→ Raw records
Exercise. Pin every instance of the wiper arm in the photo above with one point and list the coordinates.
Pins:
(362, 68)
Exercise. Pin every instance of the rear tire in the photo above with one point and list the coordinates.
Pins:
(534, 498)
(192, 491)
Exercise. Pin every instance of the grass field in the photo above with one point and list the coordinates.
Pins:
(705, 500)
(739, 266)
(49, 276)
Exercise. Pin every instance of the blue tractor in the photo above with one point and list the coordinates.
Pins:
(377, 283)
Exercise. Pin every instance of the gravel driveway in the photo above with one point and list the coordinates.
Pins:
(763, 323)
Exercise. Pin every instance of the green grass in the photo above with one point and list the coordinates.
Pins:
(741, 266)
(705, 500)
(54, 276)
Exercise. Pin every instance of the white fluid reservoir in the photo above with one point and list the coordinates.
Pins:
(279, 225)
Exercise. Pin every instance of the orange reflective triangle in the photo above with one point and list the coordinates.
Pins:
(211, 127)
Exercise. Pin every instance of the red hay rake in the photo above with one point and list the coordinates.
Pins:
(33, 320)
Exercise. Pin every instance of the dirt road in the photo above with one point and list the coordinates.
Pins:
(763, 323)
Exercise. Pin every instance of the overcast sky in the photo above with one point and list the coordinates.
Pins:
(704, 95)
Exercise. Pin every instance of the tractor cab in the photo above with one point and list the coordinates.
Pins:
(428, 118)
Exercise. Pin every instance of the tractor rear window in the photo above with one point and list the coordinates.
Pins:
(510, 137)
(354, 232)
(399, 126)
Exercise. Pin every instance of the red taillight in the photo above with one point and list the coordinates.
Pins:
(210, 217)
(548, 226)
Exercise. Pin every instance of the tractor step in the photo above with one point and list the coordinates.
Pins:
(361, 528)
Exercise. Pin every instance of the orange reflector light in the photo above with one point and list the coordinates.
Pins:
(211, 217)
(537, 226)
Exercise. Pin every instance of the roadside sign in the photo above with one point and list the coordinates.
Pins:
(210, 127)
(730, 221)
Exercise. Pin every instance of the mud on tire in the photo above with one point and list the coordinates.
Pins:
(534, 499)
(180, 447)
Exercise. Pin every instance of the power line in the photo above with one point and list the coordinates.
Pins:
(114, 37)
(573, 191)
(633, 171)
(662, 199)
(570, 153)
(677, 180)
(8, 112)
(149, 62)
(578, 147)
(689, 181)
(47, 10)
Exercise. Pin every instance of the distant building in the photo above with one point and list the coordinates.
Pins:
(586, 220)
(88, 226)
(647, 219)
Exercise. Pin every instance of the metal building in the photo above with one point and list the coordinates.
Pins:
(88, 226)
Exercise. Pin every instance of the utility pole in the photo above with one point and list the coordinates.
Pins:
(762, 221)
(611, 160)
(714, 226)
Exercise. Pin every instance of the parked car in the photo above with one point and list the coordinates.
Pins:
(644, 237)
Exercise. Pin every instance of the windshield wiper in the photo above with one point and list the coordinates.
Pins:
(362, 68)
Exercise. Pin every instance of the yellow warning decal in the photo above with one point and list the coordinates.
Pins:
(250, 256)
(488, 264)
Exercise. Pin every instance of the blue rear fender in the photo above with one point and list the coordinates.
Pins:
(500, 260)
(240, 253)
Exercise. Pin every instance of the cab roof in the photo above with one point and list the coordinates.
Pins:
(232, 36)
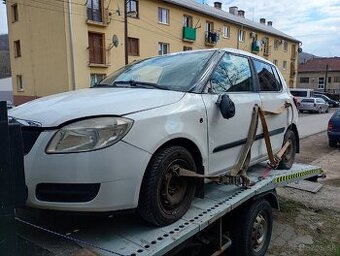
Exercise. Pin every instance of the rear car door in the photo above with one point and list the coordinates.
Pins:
(273, 96)
(232, 76)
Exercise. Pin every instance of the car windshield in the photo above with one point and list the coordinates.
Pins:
(171, 72)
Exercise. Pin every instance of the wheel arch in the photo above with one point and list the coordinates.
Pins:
(195, 152)
(293, 127)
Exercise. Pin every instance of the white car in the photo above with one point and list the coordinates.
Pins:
(115, 146)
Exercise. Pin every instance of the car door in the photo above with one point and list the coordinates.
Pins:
(232, 76)
(273, 97)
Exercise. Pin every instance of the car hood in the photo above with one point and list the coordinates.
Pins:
(54, 110)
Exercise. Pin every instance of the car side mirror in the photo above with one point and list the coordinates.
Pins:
(226, 105)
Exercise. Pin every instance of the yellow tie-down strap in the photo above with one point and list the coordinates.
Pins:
(293, 176)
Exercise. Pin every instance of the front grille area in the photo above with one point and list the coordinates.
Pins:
(67, 193)
(29, 137)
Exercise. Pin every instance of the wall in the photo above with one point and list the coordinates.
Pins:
(40, 29)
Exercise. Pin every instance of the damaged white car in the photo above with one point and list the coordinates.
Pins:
(115, 146)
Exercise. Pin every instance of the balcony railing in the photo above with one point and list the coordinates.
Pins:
(189, 34)
(211, 38)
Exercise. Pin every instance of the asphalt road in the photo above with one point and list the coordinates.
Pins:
(310, 124)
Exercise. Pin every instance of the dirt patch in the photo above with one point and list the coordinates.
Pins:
(309, 224)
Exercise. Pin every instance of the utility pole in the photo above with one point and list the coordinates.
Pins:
(326, 79)
(126, 32)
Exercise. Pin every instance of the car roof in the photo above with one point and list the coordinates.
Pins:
(231, 50)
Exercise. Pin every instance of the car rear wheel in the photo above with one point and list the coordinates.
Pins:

→ The request
Reproduce all of the entries above word for word, line by line. Leave the pictures out of your copy.

→ Correct output
Exercise. Pin every instance of the wiper arm in the photo above with one point and list the coordinates.
Pins:
(362, 68)
Exercise. Pin every instance of the rear tire in the photo above with one point and list the coordinates.
Pins:
(534, 498)
(192, 491)
Exercise. Pin every instance of the grass field in the photo above with one point and list the coordinates.
Pins:
(705, 500)
(739, 266)
(49, 276)
Exercise. Pin every instance of the blue tractor in the photo above with one point and list the coordinates.
Pins:
(377, 283)
Exercise. Pin every instance of the gravel driveway in the photo above with one point and list the coordinates.
Pins:
(763, 323)
Exercise. Pin every instance of the green grass in the photo above with one point and list the coordinates.
Pins:
(741, 266)
(705, 500)
(54, 276)
Exercise. Pin every instance of the white fluid reservoir in the photo above with one point and list the coordinates.
Pins:
(279, 225)
Exercise. Pin every instance of the orange reflective triangle in the photo above with one point and list the coordinates.
Pins:
(211, 127)
Exercise. Pin every instance of the red hay rake in the photo above with one point and list the coordinates.
Pins:
(33, 320)
Exercise. Pin every instance of the dirt road in the photo above with one point and list the coordinates.
Pins:
(763, 323)
Exercise. Pin every instance of the overcast sky in the photo above with one point and list the coordinates.
Pins:
(704, 95)
Exercise. Pin every instance of the tractor cab in the photo above with one point and list the coordinates.
Pins:
(428, 118)
Exercise. Pin every instance of the tractor rear window in the photo above with one point and list the coordinates.
Pins:
(510, 137)
(354, 232)
(399, 126)
Exercise. Pin every instance of the red taillight in the photo above with one point and list the coordinates.
Pins:
(210, 217)
(548, 226)
Exercise. Pin every instance of the tractor step in the photo above with one point and list the coordinates.
Pins:
(361, 528)
Exercise. Pin every instance of the orange reflector light in the photo above with one point and list the coordinates.
Pins:
(211, 217)
(537, 226)
Exercise. Pin every instance of the roadside sign in the photo above with one point and list the coordinates.
Pins:
(210, 127)
(730, 221)
Exercise. Pin every instance of the mud on tire in the photo above with one point and list the coordinates.
Pins:
(534, 499)
(180, 447)
Exercise. Pin every instance of the power line in the photo above with one point and list the coordinates.
Pins:
(114, 37)
(573, 191)
(633, 171)
(662, 199)
(570, 153)
(677, 180)
(8, 112)
(149, 62)
(578, 147)
(689, 181)
(47, 10)
Exercise. Pin every instance of the distant building in the photo above with one point and list the coordinates.
Pins:
(586, 220)
(88, 226)
(647, 219)
Exercise. Pin every instance of the metal building in the photo above with one point and list the coordinates.
Pins:
(88, 226)
Exercise. Pin every instance of the utility pole in the photo above with one point and list the coordinates.
Pins:
(762, 221)
(611, 160)
(714, 226)
Exercise. Pin every instance of the parked car in the photo above with one point and list the coordinates.
Pins:
(644, 237)
Exercise. Pin every instance of the windshield wiper in the photo above with one point and list the coordinates.
Pins:
(362, 68)
Exercise. Pin every instance of the yellow warning decal in the photo above with one point and list the coordinates.
Pins:
(250, 256)
(488, 264)
Exercise. Pin every instance of the blue rear fender in the photo above with one point and list the coordinates.
Pins:
(500, 260)
(240, 253)
Exercise. Pin every instance of the cab roof in the photo above with one point and list the coordinates.
Pins:
(232, 36)
Exercise. Pin every instance of the rear car door in the photo above with one point and list the coordinates.
Pins:
(273, 96)
(232, 76)
Exercise. Pin every instance of the car windshield in the photo above with one point and list the coordinates.
Pins:
(171, 72)
Exercise. Pin every instance of the wheel arch in the photo above with one point and list the coordinates.
Pins:
(195, 152)
(293, 127)
Exercise. Pin every instance of the white car in the photo above with one point and list the coordinates.
Pins:
(115, 146)
Exercise. Pin every instance of the car door in the photo above with one point and list the coordinates.
Pins:
(232, 76)
(273, 97)
Exercise. Pin every instance of the car hood in the photo above with one point and list the coordinates.
Pins:
(54, 110)
Exercise. Pin every instance of the car side mirror in the photo above with one point and list the coordinates.
Pins:
(226, 105)
Exercise. Pin every instance of the yellow tie-down strap in the photo above with one point and list the coordinates.
Pins:
(293, 176)
Exercise. Pin every instance of the front grille area in the photo above with one point and list the coordinates.
Pins:
(67, 193)
(29, 137)
Exercise. Pin every instance of the wall in the photo above with one point and list the coordinates.
Pins:
(40, 29)
Exercise. Pin every instance of the damaged white car in the photo above with one point and list the coordinates.
Pins:
(115, 146)
Exercise. Pin every instance of the balcony railing in the photo above with one point and list the coordinates.
Pins:
(189, 34)
(211, 38)
Exercise. Pin every instance of the asphalt road in the photo above with one point and list the coordinates.
Pins:
(310, 124)
Exercise. Pin every instance of the dirt patch in the photo above with one point and list the coordinates.
Pins:
(309, 224)
Exercise. Pin every instance of the utility pole in the photo above with one point and list the coordinates.
Pins:
(326, 79)
(126, 32)
Exercise. Pin every instance of the car roof in the photo above with one point and list the coordinates.
Pins:
(231, 50)
Exercise. Pin every instance of the car rear wheel in the photo above with one point and list the coordinates.
Pins:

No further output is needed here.